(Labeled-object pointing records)
_ _ _ _ _

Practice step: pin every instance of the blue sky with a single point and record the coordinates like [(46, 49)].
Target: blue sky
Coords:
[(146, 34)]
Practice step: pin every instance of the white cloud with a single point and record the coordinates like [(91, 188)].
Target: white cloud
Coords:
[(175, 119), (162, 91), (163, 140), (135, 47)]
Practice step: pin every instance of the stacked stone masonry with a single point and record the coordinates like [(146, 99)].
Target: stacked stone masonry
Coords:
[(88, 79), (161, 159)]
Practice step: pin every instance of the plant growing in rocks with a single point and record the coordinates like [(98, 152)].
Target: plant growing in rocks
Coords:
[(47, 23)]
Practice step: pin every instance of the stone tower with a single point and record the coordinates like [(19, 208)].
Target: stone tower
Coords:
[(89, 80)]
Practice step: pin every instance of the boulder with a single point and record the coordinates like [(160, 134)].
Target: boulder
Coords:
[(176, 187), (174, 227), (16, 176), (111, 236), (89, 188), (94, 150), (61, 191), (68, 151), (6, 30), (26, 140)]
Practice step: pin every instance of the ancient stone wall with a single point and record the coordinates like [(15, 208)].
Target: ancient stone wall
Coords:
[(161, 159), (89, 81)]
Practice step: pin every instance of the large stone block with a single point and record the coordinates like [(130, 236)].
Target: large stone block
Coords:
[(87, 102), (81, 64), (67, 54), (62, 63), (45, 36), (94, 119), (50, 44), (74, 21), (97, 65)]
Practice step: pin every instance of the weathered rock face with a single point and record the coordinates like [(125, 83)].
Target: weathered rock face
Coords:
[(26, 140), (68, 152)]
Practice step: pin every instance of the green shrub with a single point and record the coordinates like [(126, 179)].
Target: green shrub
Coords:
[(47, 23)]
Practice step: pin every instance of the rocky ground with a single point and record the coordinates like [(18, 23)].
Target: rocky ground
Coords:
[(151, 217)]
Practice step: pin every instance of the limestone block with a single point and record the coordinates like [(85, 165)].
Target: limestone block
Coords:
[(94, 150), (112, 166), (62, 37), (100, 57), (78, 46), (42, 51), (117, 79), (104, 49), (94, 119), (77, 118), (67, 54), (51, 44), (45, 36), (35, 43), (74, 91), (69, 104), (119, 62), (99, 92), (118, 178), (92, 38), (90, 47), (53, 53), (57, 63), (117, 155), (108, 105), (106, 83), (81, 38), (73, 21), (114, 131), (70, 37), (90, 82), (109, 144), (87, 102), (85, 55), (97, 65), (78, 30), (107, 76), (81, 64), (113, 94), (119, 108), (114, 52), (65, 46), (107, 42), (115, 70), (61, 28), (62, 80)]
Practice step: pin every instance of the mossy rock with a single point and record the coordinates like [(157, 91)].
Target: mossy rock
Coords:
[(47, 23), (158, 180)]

_ _ _ _ _

Rewrite every one of the records above, putting "Exercise" wherever "Practice step" appears and leaving everything else unchanged.

Exercise: pin every instance of the blue sky with a single point and record the coordinates like [(46, 49)].
Target: blue sky
Coords:
[(146, 34)]
Exercise: pin every instance of the white cloud with a single point and record the coordinates like [(91, 188)].
Target: white cloud
Coords:
[(175, 119), (162, 91), (163, 140), (135, 47)]
Exercise: pin every instance of the stacked stone masonry with a single point and record the coordinates like [(146, 99)].
Target: stacked stone masonry
Coords:
[(88, 79), (161, 159)]
Exercise: pin every instance of the plant growing in rocks with a single point and record the coordinates like [(98, 152)].
Target: plant growing in rocks
Coords:
[(47, 23)]
Exercise: pin every instance of the stone tower with a single point and record the coordinates like [(19, 208)].
Target: stone tower
Coords:
[(89, 80)]
Exercise: pin every instance of the boulder with a single point and record the coordinates like [(160, 134)].
Target: boulder
Coords:
[(176, 187), (174, 227), (16, 176), (111, 236), (89, 188), (94, 150), (61, 191), (68, 151), (6, 30), (26, 140)]
Exercise: pin every instance of the ancient stone wall with a single point and record the coordinates like [(15, 208)].
Target: ancient stone wall
Coords:
[(161, 159), (89, 81)]
Exercise: pin every instance of the large stone block with a single point and record the coordinates like [(130, 236)].
Target: large stone block
Coords:
[(87, 102), (81, 64), (67, 54), (62, 63), (45, 36), (94, 119), (50, 44), (74, 21), (97, 65)]
Exercise: pin every instance of the weathered rock face with a single point and record the coordinates like [(125, 83)].
Target: weathered rock face
Coords:
[(26, 140), (68, 152)]
Exercise: pin every instance of the green shrub with a single point and record the coordinates like [(126, 179)].
Target: green shrub
Coords:
[(47, 23)]
Exercise: pin every instance of the rocky ground with a single point and record the coordinates like [(18, 23)].
Target: rocky ground
Coords:
[(151, 217)]
Exercise: pin every instance of the limestone block with a single point and record the coordinates like [(85, 165)].
Target: limestone block
Coords:
[(94, 150), (112, 166), (62, 37), (100, 57), (78, 46), (42, 51), (117, 79), (104, 49), (94, 119), (77, 118), (67, 54), (51, 44), (45, 36), (35, 43), (74, 91), (69, 104), (119, 62), (99, 92), (118, 178), (92, 38), (90, 47), (53, 53), (57, 63), (117, 155), (108, 105), (106, 83), (81, 38), (73, 21), (114, 131), (70, 37), (90, 82), (109, 144), (87, 102), (85, 55), (97, 65), (78, 30), (107, 76), (81, 64), (113, 94), (119, 108), (114, 52), (65, 46), (107, 42), (115, 70), (61, 28), (62, 80)]
Exercise: pin every instance of the mossy rock with a single point and record the coordinates like [(157, 91)].
Target: mossy rock
Coords:
[(47, 23), (158, 180)]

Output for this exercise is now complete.